__DATASET RECORDS__
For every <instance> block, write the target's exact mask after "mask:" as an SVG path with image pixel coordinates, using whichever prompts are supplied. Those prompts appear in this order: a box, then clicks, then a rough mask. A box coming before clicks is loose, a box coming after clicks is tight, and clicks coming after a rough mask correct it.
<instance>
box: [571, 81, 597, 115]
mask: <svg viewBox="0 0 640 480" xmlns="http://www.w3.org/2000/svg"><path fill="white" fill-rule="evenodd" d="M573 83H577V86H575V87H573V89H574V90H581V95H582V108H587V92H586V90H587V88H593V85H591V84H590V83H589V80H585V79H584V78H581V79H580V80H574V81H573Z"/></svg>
==
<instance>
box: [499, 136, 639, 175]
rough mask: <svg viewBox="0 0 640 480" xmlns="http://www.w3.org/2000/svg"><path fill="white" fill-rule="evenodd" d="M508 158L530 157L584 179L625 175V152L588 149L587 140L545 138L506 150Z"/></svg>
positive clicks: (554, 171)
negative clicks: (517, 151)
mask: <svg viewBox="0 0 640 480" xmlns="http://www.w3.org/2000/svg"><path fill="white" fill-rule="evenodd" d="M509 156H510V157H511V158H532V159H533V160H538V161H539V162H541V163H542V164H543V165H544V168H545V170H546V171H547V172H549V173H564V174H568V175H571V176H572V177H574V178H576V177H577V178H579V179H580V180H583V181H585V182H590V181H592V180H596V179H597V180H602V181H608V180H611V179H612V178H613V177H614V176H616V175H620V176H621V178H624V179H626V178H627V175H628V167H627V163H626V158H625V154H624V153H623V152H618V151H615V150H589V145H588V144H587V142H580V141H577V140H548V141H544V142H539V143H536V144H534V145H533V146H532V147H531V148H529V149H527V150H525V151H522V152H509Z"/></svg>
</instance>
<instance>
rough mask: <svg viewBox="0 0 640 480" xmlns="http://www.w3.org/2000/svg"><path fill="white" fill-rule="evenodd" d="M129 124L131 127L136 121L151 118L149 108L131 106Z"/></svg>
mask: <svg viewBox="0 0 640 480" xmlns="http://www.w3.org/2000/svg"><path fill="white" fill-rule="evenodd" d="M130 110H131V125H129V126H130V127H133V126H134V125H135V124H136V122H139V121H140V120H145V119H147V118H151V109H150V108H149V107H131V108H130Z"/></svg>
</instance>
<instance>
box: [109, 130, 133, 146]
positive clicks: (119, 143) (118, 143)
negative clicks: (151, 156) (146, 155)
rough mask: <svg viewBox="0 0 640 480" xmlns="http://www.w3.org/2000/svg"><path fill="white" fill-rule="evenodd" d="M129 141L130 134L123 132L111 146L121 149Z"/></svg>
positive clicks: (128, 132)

__TASK__
List each line of the records that contains the string "viewBox", copying every such line in full.

__EXERCISE RESULT__
mask: <svg viewBox="0 0 640 480" xmlns="http://www.w3.org/2000/svg"><path fill="white" fill-rule="evenodd" d="M573 83H577V86H575V87H573V89H574V90H581V95H582V108H587V92H586V90H587V88H593V85H591V84H590V83H589V80H585V79H584V78H581V79H580V80H574V81H573Z"/></svg>
rough mask: <svg viewBox="0 0 640 480" xmlns="http://www.w3.org/2000/svg"><path fill="white" fill-rule="evenodd" d="M508 158L530 157L584 179L625 175V152L588 149L587 140L545 138L506 150Z"/></svg>
mask: <svg viewBox="0 0 640 480" xmlns="http://www.w3.org/2000/svg"><path fill="white" fill-rule="evenodd" d="M509 156H510V157H511V158H532V159H533V160H538V161H539V162H541V163H542V164H543V165H544V168H545V170H546V171H547V172H549V173H564V174H568V175H571V176H572V177H574V178H576V177H577V178H579V179H580V180H583V181H585V182H590V181H592V180H596V179H597V180H602V181H608V180H611V179H612V178H613V177H614V176H616V175H620V176H621V178H624V179H626V178H627V175H628V167H627V163H626V158H625V154H624V153H623V152H618V151H615V150H589V145H588V144H587V142H580V141H577V140H548V141H544V142H539V143H536V144H534V145H533V146H532V147H531V148H529V149H527V150H525V151H522V152H509Z"/></svg>
rough mask: <svg viewBox="0 0 640 480" xmlns="http://www.w3.org/2000/svg"><path fill="white" fill-rule="evenodd" d="M129 124L131 127L136 121L151 118L149 108L131 106Z"/></svg>
mask: <svg viewBox="0 0 640 480" xmlns="http://www.w3.org/2000/svg"><path fill="white" fill-rule="evenodd" d="M130 110H131V125H129V126H130V127H133V126H134V125H135V124H136V122H139V121H140V120H145V119H147V118H151V109H150V108H149V107H131V108H130Z"/></svg>
rough mask: <svg viewBox="0 0 640 480" xmlns="http://www.w3.org/2000/svg"><path fill="white" fill-rule="evenodd" d="M129 141L130 134L123 132L111 146L121 149Z"/></svg>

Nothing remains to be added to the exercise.